Records —
** Begin **
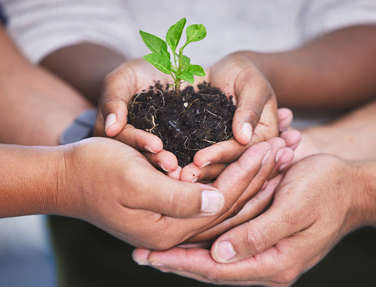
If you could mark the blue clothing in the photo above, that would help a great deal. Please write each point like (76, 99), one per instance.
(3, 19)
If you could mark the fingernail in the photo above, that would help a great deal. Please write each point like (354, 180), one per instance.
(157, 264)
(211, 201)
(247, 131)
(110, 121)
(266, 157)
(225, 251)
(205, 164)
(279, 155)
(149, 149)
(141, 262)
(163, 167)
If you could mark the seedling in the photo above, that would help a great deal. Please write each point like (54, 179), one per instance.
(180, 68)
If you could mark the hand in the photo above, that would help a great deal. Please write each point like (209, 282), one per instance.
(255, 118)
(120, 86)
(292, 138)
(105, 185)
(309, 214)
(245, 82)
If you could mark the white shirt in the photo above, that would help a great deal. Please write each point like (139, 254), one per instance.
(42, 26)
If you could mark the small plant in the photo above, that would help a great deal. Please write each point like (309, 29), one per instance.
(180, 69)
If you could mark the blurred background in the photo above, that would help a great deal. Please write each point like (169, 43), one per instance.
(25, 255)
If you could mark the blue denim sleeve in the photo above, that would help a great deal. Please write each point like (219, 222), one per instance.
(3, 19)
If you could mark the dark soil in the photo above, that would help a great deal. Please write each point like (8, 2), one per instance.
(186, 122)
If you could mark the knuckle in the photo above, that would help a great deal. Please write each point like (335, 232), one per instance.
(287, 276)
(178, 203)
(255, 240)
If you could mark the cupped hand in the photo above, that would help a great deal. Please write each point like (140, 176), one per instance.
(114, 187)
(255, 118)
(309, 214)
(120, 86)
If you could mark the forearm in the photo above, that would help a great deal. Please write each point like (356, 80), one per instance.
(35, 106)
(367, 202)
(334, 71)
(351, 137)
(84, 66)
(29, 180)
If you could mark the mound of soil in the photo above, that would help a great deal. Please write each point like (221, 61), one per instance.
(187, 122)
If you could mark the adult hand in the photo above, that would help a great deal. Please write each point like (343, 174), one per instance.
(120, 86)
(309, 214)
(105, 185)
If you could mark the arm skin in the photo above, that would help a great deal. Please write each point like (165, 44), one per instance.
(35, 107)
(344, 71)
(88, 66)
(309, 214)
(339, 61)
(28, 180)
(69, 180)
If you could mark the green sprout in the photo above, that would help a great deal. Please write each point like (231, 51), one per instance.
(181, 68)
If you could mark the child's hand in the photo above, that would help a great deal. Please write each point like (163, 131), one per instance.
(255, 118)
(292, 138)
(120, 86)
(114, 187)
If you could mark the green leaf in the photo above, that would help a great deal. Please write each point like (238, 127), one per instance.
(187, 76)
(185, 62)
(195, 32)
(174, 33)
(155, 44)
(196, 70)
(161, 62)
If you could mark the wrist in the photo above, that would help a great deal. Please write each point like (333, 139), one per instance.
(267, 63)
(67, 203)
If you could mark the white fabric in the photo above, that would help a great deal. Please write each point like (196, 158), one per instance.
(42, 26)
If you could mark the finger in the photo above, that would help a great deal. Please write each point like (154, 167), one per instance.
(115, 114)
(190, 173)
(211, 172)
(285, 117)
(164, 159)
(222, 152)
(292, 138)
(258, 174)
(175, 174)
(237, 176)
(257, 235)
(284, 158)
(200, 264)
(251, 209)
(170, 197)
(140, 140)
(253, 94)
(114, 104)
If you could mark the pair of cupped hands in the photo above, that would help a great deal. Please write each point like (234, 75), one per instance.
(243, 211)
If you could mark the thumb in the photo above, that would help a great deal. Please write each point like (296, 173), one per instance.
(253, 92)
(257, 235)
(114, 112)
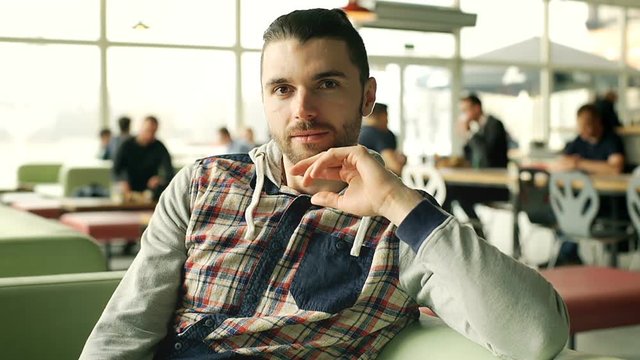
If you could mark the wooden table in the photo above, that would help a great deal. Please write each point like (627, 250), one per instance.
(106, 226)
(606, 184)
(54, 208)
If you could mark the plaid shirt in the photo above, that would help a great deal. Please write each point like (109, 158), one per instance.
(294, 290)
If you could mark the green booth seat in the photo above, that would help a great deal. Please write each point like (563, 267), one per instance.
(50, 317)
(31, 245)
(430, 338)
(32, 174)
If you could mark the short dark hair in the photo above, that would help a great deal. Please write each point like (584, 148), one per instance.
(152, 119)
(124, 124)
(224, 132)
(472, 98)
(305, 25)
(589, 108)
(379, 108)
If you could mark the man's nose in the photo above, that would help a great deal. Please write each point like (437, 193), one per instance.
(304, 107)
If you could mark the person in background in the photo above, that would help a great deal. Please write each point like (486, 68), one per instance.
(143, 162)
(104, 152)
(594, 150)
(375, 135)
(124, 125)
(249, 137)
(308, 247)
(486, 137)
(233, 146)
(606, 106)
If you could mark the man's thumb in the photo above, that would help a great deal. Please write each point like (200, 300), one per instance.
(326, 199)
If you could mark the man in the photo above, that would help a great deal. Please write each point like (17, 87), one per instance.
(375, 135)
(487, 139)
(143, 162)
(104, 153)
(124, 124)
(233, 146)
(290, 252)
(606, 106)
(594, 150)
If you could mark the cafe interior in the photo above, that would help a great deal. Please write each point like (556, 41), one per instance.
(71, 68)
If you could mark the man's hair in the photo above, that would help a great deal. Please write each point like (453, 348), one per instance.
(589, 108)
(224, 132)
(304, 25)
(379, 108)
(152, 119)
(472, 98)
(124, 124)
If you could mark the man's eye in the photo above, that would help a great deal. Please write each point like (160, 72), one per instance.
(281, 90)
(328, 84)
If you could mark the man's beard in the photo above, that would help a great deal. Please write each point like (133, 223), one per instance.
(346, 137)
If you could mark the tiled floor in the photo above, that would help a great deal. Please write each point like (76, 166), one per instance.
(620, 342)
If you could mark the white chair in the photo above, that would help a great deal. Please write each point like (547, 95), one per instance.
(575, 204)
(426, 178)
(633, 205)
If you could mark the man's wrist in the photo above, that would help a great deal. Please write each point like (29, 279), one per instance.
(399, 203)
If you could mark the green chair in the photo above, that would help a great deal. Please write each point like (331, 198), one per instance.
(32, 174)
(31, 245)
(74, 177)
(50, 317)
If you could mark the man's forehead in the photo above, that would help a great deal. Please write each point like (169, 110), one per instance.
(321, 54)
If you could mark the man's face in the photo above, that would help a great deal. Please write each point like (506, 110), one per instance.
(312, 96)
(589, 127)
(470, 110)
(147, 133)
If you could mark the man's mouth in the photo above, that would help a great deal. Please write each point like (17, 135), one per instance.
(309, 136)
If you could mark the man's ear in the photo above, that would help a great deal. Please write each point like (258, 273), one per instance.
(369, 97)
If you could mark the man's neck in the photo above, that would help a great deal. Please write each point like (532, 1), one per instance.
(295, 182)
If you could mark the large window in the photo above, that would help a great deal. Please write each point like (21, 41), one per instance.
(190, 22)
(427, 111)
(49, 104)
(60, 19)
(501, 24)
(192, 92)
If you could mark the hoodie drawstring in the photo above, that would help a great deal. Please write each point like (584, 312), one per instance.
(255, 197)
(360, 234)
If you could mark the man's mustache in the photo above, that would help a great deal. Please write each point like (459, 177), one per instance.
(310, 125)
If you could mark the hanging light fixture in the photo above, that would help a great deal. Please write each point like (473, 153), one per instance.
(357, 13)
(140, 26)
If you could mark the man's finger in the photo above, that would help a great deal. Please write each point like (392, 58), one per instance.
(326, 199)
** End **
Extract every item above word for word, and leave the pictures out of your answer.

If you could mark the blue clothing in the photo above, that would help a great deal. Please write each point like (76, 99), one per instance.
(3, 19)
If you could mark the fingernail in the photo above, that would help a great deal. Please write each point like (354, 180), one per instance.
(157, 264)
(211, 201)
(247, 131)
(110, 121)
(266, 157)
(225, 251)
(205, 164)
(279, 155)
(149, 149)
(141, 262)
(163, 167)
If you could mark the seedling in the photo above, that would help a great deal. Please write each point like (54, 179), one per instance.
(180, 68)
If you could mark the hand in the photo above, that would help a great deal. Please write each point like (209, 282), one per instance.
(255, 118)
(120, 86)
(292, 138)
(105, 185)
(309, 214)
(245, 82)
If you could mark the white shirt in the photo above, that would help a great deal. Please write each point like (139, 254), one per instance.
(42, 26)
If you could mark the small plant in the photo above, that would help a great deal. Please write each point like (309, 29), one per instance.
(180, 69)
If you could mark the blurred background in the photo above, that would help a great deal. Please write each point like (169, 43), one per instance.
(25, 255)
If you could mark the blue denim sleeve in the photo above, that would help a great deal. Please write each point like (219, 222), one per instance.
(3, 19)
If you could mark the dark soil in the photo above, that would help a great deal. Please write each point like (8, 2), one per instance.
(186, 122)
If you could mark the knuckle in the photo above, that would help a great deal. Please write each point like (335, 232), one per instance.
(287, 276)
(178, 203)
(255, 240)
If you could mark the cupped hand in the photo above, that would help a great deal. Please write each point like (140, 176), one per instance.
(114, 187)
(255, 118)
(309, 214)
(120, 86)
If you could mark the forearm in the photo above, that would help a great deal. Please write each point like (356, 80), one per instance.
(35, 106)
(367, 202)
(334, 71)
(351, 137)
(84, 66)
(29, 180)
If you could mark the mound of soil in the photo above, that would help a great deal. Please write each point like (221, 61), one per instance.
(187, 122)
If you could mark the adult hand in the photo above, that would help a great deal. Please write each point like (343, 174), one per instance.
(120, 86)
(309, 214)
(105, 185)
If you could mark the arm skin in the photo above, that would help a great deal. Please write each point like (165, 44), one per instance.
(35, 107)
(344, 71)
(88, 66)
(309, 214)
(339, 61)
(28, 180)
(69, 180)
If you could mark the green sprout in the photo above, that would help a great deal. Please write each point like (231, 51), one per instance.
(181, 68)
If you could mark the child's hand in the photo above, that would help a great deal. Please write each point like (163, 131), one per instance.
(255, 118)
(292, 138)
(120, 86)
(114, 187)
If you could mark the green leaf in the photo above, that would help a great deal. Please write each point like (238, 127), one per instance.
(187, 76)
(185, 62)
(195, 32)
(174, 33)
(155, 44)
(196, 70)
(161, 62)
If you could mark the wrist in the photo above, that would help a great deal. Please write each point like (333, 139), one per instance.
(267, 63)
(67, 203)
If you could mark the white fabric in the photo above, that would help a great deal. Please write each point like (196, 158), one per instance.
(42, 26)
If you could mark the finger in the photo above, that would help a great deal. Please write each point like (154, 167), one per instance.
(115, 114)
(190, 173)
(211, 172)
(285, 117)
(164, 159)
(222, 152)
(292, 138)
(258, 174)
(175, 174)
(237, 176)
(257, 235)
(284, 158)
(200, 264)
(251, 209)
(170, 197)
(140, 140)
(253, 94)
(114, 104)
If you could mark the pair of cupped hands in the photo above, that would help a great deal. Please write each point like (234, 75), one per instance.
(243, 211)
If you could mark the thumb in the photo above, that would help a great deal. Please write each point like (296, 173), one per instance.
(253, 92)
(257, 235)
(114, 112)
If you could mark the wooden table in the photo above, that would help a great deal. Please write each point like (627, 250), one per instance.
(106, 226)
(606, 184)
(54, 208)
If you could mark the plaid shirt in the photo above, that would help a great deal. Please write each point like (109, 158), one per instance.
(294, 290)
If you could mark the green booth seat in the photo above, that would help a great deal. Please write each point like (563, 267), one per instance.
(50, 317)
(31, 245)
(430, 338)
(32, 174)
If you could mark the short dark hair in the photo above, that would help a great deal. Please write each point like (584, 148), one per instance.
(152, 119)
(124, 124)
(224, 132)
(472, 98)
(305, 25)
(589, 108)
(379, 108)
If you could mark the man's nose in the photo above, that would help a great deal. Please write each point like (437, 193), one per instance.
(304, 107)
If you could mark the person in background in the photo above, that would help a great deal. Please write each point like (486, 68), one per instance.
(143, 162)
(104, 152)
(594, 150)
(375, 135)
(124, 125)
(249, 137)
(308, 247)
(486, 137)
(233, 146)
(606, 106)
If you could mark the man's thumb in the photo above, that would help a great deal. Please write each point like (200, 300), one per instance.
(326, 199)
If you could mark the man in the photo above, that would help a great deal. Please write each point like (17, 87), one per instance.
(375, 135)
(487, 139)
(143, 162)
(104, 153)
(124, 124)
(233, 146)
(290, 252)
(606, 106)
(594, 150)
If you could mark the cafe interior in the photo above, that would help a great deal. Please write each point like (556, 41), one per instance.
(71, 68)
If you could mark the man's hair in the photo above, that would help a great deal. Please write each point like (453, 348), one per instance.
(589, 108)
(224, 132)
(304, 25)
(379, 108)
(152, 119)
(472, 98)
(124, 124)
If you could mark the man's eye in the photo above, that would help a great deal. Please write each point like (160, 72), one per instance.
(281, 90)
(328, 84)
If you could mark the man's beard in the photo above, that would help a great deal. Please write each point like (133, 223), one per instance.
(346, 137)
If you could mark the tiled floor in the photo above, that would help a great deal. Please write each point like (76, 166), one per instance.
(620, 342)
If you could mark the white chair in the photo above, that would help a great deal. Please write each point like (547, 95), one per instance.
(575, 204)
(426, 178)
(633, 205)
If you could mark the man's wrist in the photo above, that would help a great deal. Please write each point like (29, 279), one per instance.
(399, 203)
If you could mark the green chair in the photo above, that would help a great deal. Please write each point like (331, 198), one per instance.
(32, 174)
(31, 245)
(74, 177)
(50, 317)
If you could mark the man's forehead in the photo above, that would help a great deal. Please write each point like (169, 110), one per instance.
(321, 54)
If you could mark the man's face in the photo above, that would help a great deal. Please write each point like (506, 110), one per instance.
(312, 96)
(589, 127)
(470, 110)
(147, 133)
If you could mark the man's mouth in the photo above, that would help a great deal. Please write each point like (17, 135), one per instance.
(309, 136)
If you could mark the man's ear in the photo above, that would help a great deal. Please write each point like (258, 273), one per instance.
(369, 97)
If you could mark the man's neck in the photo above, that would help a great deal. Please write each point like (532, 1), one per instance.
(295, 182)
If you could mark the large window in the photo above, that would help a great deal. Please write each point like (21, 41), one per instance.
(190, 22)
(427, 111)
(49, 104)
(60, 19)
(501, 24)
(192, 92)
If you could mark the hoodie drawstring in the photo above, that would help a great deal. Please write each point like (584, 312), one per instance.
(255, 197)
(360, 234)
If you could mark the man's mustache in the photo above, that would help a great deal. Please write each point like (459, 177), one per instance.
(310, 125)
If you could mark the hanging light fixture in the photo above, that would help a great deal. Please write each point like (473, 153), one per instance.
(357, 13)
(140, 26)
If you could mark the man's finger in the photo above, that would help a great deal. Please write each point like (392, 58), one per instance.
(326, 199)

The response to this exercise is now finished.